═════ Input material ═════

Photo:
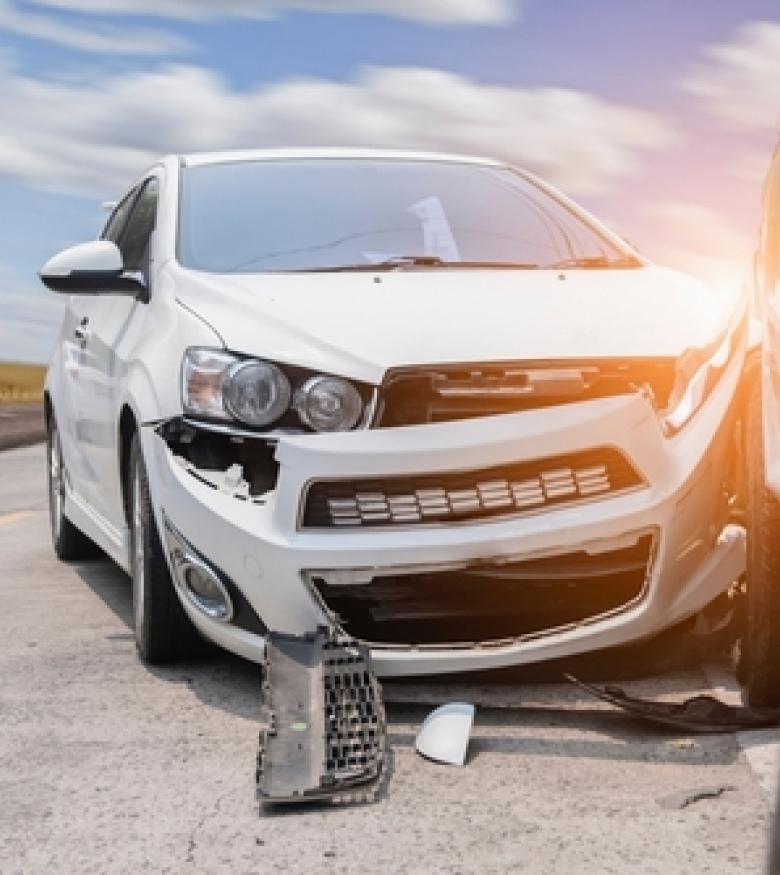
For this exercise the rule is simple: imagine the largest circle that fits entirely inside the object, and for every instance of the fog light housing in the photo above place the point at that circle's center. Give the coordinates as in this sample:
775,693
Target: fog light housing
201,584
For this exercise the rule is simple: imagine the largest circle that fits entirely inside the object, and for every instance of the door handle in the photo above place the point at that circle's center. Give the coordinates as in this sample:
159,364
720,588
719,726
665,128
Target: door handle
81,332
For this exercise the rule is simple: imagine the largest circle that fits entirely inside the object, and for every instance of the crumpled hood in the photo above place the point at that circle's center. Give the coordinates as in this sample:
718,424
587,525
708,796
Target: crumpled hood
360,324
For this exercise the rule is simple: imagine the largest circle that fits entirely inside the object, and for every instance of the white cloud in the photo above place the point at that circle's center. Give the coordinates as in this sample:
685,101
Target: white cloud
31,320
694,238
740,80
92,137
99,38
431,11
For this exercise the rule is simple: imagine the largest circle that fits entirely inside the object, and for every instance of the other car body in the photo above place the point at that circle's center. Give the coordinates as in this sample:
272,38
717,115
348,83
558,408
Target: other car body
423,398
759,666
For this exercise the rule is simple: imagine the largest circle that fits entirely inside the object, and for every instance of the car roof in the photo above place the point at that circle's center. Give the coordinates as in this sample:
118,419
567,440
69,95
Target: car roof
197,159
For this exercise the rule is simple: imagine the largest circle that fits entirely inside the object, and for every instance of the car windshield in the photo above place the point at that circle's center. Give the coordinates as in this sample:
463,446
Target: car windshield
368,214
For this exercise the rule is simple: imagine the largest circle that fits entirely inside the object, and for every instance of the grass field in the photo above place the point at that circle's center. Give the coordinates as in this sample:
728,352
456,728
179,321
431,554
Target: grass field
20,382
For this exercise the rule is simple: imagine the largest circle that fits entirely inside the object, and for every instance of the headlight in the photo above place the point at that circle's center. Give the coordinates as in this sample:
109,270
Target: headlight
698,373
256,393
328,404
203,379
218,385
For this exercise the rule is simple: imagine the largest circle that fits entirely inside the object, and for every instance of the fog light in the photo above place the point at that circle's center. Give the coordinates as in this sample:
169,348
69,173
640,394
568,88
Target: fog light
198,581
205,589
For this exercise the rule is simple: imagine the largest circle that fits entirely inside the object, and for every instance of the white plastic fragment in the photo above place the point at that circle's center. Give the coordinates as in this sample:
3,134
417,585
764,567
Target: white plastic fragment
444,735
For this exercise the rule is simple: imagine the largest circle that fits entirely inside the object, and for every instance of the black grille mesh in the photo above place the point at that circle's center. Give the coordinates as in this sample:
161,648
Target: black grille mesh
472,495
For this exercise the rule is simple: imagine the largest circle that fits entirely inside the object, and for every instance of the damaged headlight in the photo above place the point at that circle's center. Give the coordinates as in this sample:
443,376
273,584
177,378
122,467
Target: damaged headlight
698,372
257,393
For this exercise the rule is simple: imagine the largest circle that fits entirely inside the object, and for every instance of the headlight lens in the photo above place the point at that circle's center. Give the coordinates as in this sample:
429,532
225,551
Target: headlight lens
219,385
698,374
256,393
328,404
203,378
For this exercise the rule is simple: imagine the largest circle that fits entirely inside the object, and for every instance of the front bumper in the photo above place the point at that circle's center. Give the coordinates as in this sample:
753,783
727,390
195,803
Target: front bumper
261,548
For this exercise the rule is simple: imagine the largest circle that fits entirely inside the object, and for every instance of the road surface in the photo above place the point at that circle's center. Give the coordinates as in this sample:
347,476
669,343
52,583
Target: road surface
107,766
21,425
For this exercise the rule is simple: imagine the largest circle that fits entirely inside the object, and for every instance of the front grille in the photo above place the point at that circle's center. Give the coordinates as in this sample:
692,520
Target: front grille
489,601
471,495
417,395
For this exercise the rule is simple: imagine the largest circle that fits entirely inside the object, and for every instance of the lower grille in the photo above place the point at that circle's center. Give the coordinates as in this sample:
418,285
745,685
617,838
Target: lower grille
489,602
471,495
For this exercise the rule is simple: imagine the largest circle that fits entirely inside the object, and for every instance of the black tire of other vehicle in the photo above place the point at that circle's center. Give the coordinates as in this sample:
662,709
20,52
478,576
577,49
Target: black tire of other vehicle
760,650
69,542
163,631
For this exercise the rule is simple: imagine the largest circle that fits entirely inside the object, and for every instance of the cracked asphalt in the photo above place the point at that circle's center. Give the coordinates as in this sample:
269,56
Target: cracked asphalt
107,766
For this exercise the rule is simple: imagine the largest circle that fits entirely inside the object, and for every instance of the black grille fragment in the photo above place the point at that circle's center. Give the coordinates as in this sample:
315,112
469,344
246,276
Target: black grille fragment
470,495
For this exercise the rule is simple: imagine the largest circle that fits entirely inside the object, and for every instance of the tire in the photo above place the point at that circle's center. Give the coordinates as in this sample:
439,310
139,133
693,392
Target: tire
69,543
163,631
759,668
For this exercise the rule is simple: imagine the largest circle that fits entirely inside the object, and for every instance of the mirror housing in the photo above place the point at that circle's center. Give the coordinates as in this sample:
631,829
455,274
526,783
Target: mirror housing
93,268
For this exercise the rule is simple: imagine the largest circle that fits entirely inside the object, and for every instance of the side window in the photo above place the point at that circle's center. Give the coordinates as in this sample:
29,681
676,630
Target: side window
135,235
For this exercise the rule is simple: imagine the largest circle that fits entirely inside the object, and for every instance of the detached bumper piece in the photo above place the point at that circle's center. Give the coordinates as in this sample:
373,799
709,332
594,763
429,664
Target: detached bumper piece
325,729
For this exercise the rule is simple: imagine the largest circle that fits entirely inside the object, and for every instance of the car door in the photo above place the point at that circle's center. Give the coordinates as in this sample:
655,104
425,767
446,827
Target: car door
73,401
114,319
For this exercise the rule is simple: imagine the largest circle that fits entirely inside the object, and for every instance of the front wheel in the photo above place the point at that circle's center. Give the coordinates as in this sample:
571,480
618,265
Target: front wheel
163,632
759,668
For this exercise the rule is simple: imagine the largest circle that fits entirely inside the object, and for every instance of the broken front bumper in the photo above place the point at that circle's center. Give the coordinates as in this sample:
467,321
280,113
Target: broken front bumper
284,570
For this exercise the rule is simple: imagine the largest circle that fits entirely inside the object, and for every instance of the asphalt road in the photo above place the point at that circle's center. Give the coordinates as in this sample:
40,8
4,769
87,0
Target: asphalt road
107,766
21,425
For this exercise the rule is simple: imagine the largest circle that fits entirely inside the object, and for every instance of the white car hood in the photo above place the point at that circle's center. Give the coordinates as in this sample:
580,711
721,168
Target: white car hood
360,324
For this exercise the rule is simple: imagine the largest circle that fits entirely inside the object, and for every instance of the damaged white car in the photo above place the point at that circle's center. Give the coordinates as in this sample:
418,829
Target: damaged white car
422,399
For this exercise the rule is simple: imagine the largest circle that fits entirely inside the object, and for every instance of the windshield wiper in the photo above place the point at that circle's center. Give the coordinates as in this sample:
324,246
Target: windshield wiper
595,261
399,262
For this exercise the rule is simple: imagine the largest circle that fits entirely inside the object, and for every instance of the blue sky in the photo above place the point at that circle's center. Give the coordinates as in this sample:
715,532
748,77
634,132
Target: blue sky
660,115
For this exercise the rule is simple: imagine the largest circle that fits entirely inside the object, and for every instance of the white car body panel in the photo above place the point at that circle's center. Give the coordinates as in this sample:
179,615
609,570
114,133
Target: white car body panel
358,327
556,315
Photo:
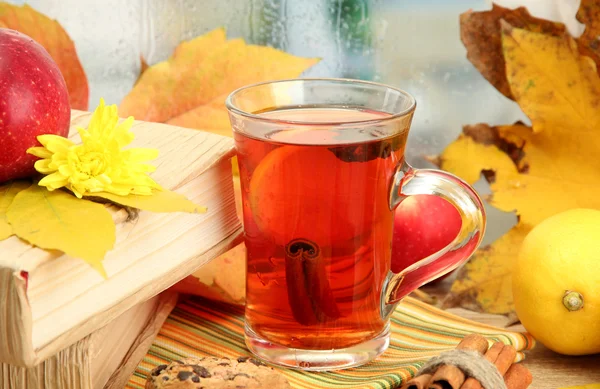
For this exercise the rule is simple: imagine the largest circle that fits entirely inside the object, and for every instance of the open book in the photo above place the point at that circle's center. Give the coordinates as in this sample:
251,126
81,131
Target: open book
50,300
104,359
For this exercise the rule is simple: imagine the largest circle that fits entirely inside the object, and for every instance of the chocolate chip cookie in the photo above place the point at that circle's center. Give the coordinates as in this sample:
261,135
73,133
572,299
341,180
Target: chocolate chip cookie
216,373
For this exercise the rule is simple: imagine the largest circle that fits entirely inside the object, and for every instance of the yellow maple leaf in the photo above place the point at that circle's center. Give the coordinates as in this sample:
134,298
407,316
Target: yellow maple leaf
190,88
58,220
538,171
8,192
49,33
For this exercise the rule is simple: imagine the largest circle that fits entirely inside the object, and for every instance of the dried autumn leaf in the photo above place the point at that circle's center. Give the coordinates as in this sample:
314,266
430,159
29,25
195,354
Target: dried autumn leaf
160,201
8,192
54,39
545,170
58,220
189,89
480,33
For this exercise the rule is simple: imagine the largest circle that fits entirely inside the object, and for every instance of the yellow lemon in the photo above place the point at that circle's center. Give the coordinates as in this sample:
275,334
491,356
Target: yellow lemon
556,282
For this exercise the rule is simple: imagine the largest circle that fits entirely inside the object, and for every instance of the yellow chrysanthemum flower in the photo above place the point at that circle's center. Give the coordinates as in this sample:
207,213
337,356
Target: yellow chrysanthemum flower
99,163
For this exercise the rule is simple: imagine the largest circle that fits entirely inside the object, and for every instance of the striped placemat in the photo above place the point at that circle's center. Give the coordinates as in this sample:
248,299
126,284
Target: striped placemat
199,327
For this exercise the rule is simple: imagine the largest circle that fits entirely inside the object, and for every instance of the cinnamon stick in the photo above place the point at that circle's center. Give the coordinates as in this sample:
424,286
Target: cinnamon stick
309,293
447,377
452,377
505,357
518,377
419,382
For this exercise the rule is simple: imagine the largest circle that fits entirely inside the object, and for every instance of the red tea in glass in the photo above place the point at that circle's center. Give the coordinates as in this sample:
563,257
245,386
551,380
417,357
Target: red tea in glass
322,170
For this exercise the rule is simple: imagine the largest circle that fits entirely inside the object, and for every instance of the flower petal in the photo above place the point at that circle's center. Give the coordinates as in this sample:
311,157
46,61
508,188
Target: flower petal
43,166
40,152
54,181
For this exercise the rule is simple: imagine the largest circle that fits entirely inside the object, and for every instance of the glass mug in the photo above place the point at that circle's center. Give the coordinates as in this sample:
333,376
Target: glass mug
322,170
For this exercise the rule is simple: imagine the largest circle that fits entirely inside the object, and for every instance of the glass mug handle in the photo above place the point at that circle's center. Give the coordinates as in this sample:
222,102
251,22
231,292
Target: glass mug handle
408,182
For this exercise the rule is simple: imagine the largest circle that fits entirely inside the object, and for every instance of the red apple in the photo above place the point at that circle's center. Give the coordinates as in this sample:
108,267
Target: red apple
33,101
423,225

═════

§ **Objective**:
Would you give again, word for word, every line from the one with "glass mug in" through the final line of the listing above?

§ **Worked answer**:
For this exercise the rule is simple: imagine the largest circle that fits entirely inside the object, and for every instance of the glass mug in the photo above place the point at that circle's center. Give the coordinates as in this sample:
333,376
Target: glass mug
322,170
For this exercise the rule is simple: imagine the largest circle that fits entirely inside the object, and for every instance of the glass mug handle in the photo above place the point at that circle's center. Give the coordinates as in this sample:
222,102
251,22
231,292
Target: glass mug handle
408,182
For this exercise the rule is simple: imagine the largest circle that fits entirely inside the object, and for every instance of the red apple in the photo above place the point at that circle's center. Give the coordinates as in this sample:
108,267
Target: red apple
33,101
423,225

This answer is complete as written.